▶ _EXCERPT TO READ_
BEGIN

To study history is to look at the past through the lens handed to you by someone else. To re-study it is to grind that lens into a new shape—one that doesn’t blur systemic truths or polish over inconvenient realities. This isn’t just an intellectual exercise. It’s about cultivating critical intelligence, the ability to identify patterns, question assumptions, and connect the past to the present in ways that illuminate not just where we’ve been but where we’re going. If you want to understand how the world works—how power, privilege, and identity shape human experience—there is no better place to start than with the past.
Re-studying history is essential because the adage “History is written by the winners” holds unflinching truth. Historical narratives are crafted by those who prevailed, who had the loudest megaphones or the sharpest swords. In the past 1500 years, that often means SWAMs—straight, white, American males—whose comfort zones often insulate them from grappling with how systems of power actually function. But they’re not the only ones distorting history. Progressives, often motivated by identity politics, can twist the past into a different kind of mythology, one where everyone is conveniently categorized as villain or victim. Both approaches rob history of its intrinsic complexity, leaving us with a version of events that feels more like propaganda than truth.

END

▶ _WHAT THIS EXERCISE ASKS_
[a] Could you rewrite the stretch of the records from the line containing "of the sandstone" through the end of the records as a Markdown table with columns Number and Entry, one row per line, skipping blank lines and leaving the pictures out?
[b] Can you extend the essay on re-studying history, picking up right after its last sentence?

▶ _DATASET ROWS_

BEGIN

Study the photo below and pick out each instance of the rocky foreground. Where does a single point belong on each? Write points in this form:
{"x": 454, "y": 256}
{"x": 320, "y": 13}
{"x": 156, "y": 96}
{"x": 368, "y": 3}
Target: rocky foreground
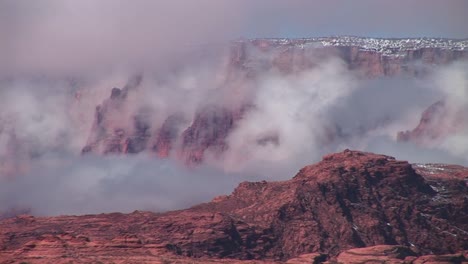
{"x": 352, "y": 207}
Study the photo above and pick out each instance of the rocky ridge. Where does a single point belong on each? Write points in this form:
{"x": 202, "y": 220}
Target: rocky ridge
{"x": 348, "y": 200}
{"x": 207, "y": 130}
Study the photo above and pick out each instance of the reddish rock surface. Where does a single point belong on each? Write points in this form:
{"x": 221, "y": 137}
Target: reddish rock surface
{"x": 116, "y": 132}
{"x": 438, "y": 121}
{"x": 348, "y": 200}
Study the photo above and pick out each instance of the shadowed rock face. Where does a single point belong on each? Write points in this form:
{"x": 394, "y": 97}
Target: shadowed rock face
{"x": 348, "y": 200}
{"x": 206, "y": 131}
{"x": 437, "y": 122}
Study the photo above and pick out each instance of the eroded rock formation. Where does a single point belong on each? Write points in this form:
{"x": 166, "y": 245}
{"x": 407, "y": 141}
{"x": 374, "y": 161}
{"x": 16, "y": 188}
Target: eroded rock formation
{"x": 348, "y": 200}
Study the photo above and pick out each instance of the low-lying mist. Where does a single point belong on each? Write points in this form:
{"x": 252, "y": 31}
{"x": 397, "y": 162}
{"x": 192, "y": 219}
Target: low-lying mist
{"x": 45, "y": 123}
{"x": 61, "y": 59}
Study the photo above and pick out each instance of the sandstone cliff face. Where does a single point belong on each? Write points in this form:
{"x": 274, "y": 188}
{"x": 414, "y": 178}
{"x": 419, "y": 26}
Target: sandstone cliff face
{"x": 348, "y": 200}
{"x": 189, "y": 137}
{"x": 437, "y": 122}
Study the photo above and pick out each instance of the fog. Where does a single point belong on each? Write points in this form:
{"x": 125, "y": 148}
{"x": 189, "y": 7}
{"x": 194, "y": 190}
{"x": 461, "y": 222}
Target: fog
{"x": 60, "y": 59}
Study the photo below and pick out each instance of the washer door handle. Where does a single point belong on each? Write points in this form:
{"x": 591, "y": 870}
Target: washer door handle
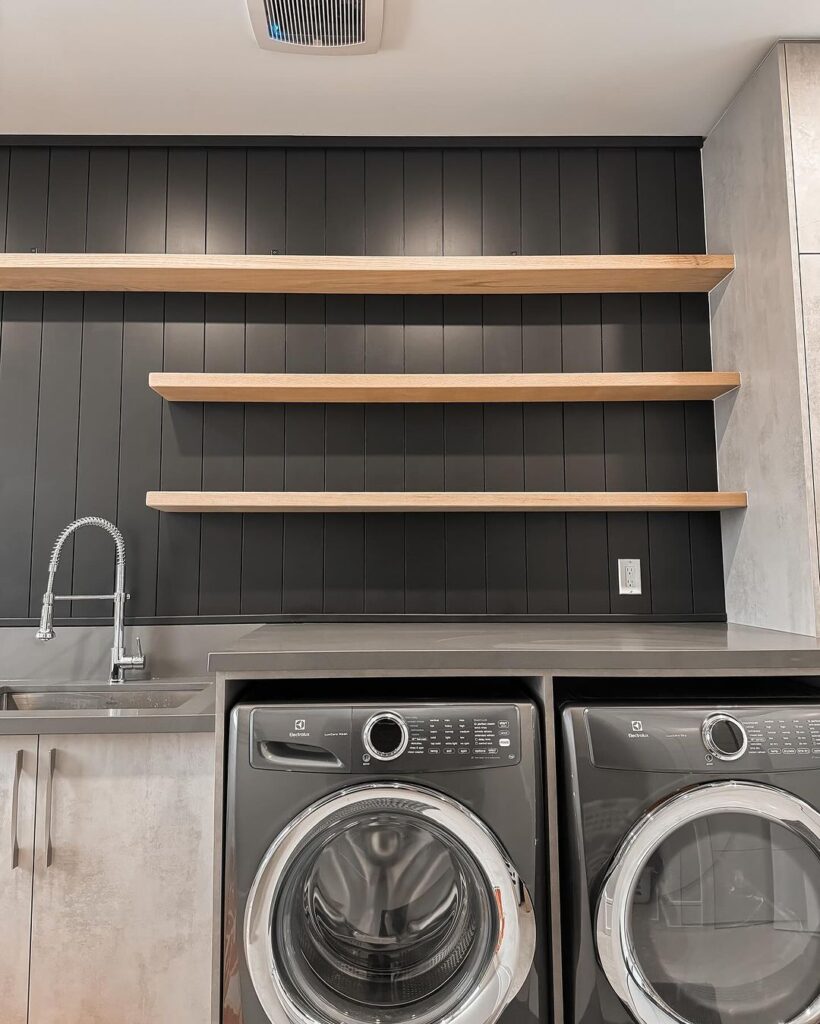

END

▶ _TASK RESPONSES_
[a]
| Number | Entry |
|---|---|
| 1 | Study the photo above and pick out each instance of the sandstone cliff face. Where does a single point belong on each? Write points in this form: |
| 2 | {"x": 274, "y": 188} |
| 3 | {"x": 414, "y": 178} |
| 4 | {"x": 419, "y": 26} |
| 5 | Target: sandstone cliff face |
| 6 | {"x": 348, "y": 200} |
| 7 | {"x": 189, "y": 137} |
| 8 | {"x": 437, "y": 122} |
| 9 | Study the photo above and pick out each instance of the fog. Where does a single point belong on each? Write points in this form: |
| 10 | {"x": 125, "y": 148} |
| 11 | {"x": 189, "y": 7} |
| 12 | {"x": 194, "y": 190} |
| 13 | {"x": 461, "y": 222} |
| 14 | Target: fog |
| 15 | {"x": 60, "y": 59} |
| 16 | Study the photo below and pick out each instance of the washer door handle. Where does a single point belong on each? Write points in this form: |
| 17 | {"x": 591, "y": 870} |
| 18 | Target: washer door handle |

[b]
Re-studying history, then, is about more than learning facts—it’s about interrogating narratives. It's about tearing apart the comfortable stories that protect privilege and uncovering the systemic patterns that connect yesterday's injustices to today’s inequalities. It is, quite frankly, a moral obligation for anyone who values growth, both personal and societal.
The Problem with Extrinsic, Linear History
Most of us learned history the way you’d assemble a bookshelf from IKEA: follow the steps, attach piece A to piece B, admire your handiwork, and call it a day. History is taught as a series of discrete events in a linear timeline, stripped of their systemic context. You memorize dates, names, and bullet points: 1776, George Washington, Civil Rights Movement. But these are the skeletons of history, not its living body.
Teaching history this way erases the "why" and "how" that connect events to the larger systems of power and values. For instance, American slavery is often taught as a moral failing resolved by the Civil War and the Emancipation Proclamation, with a cherry-on-top mention of the Civil Rights Act. What this tidy narrative ignores is that slavery wasn’t just a moral lapse. It was an economic engine—a core feature of American capitalism—and a system explicitly justified by Christian theology.
This linear, extrinsic approach leaves us woefully unprepared to see how the past isn’t really past. It allows people to sidestep accountability for the systems of injustice they’ve inherited, whether they’re driving on roads funded by redlined neighborhoods or sending their kids to schools built on land stolen from Indigenous peoples.
Systemic Blindness and the Privilege of Comfort
The problem gets worse when you factor in systemic blindness, the inability—or refusal—to see the interconnected forces shaping history and modern life. This blindness is most prevalent among those who benefit from the systems in question. For SWAMs, for example, it’s easier to believe in a narrative of individual merit than to confront how their success might rest on centuries of stolen labor and land.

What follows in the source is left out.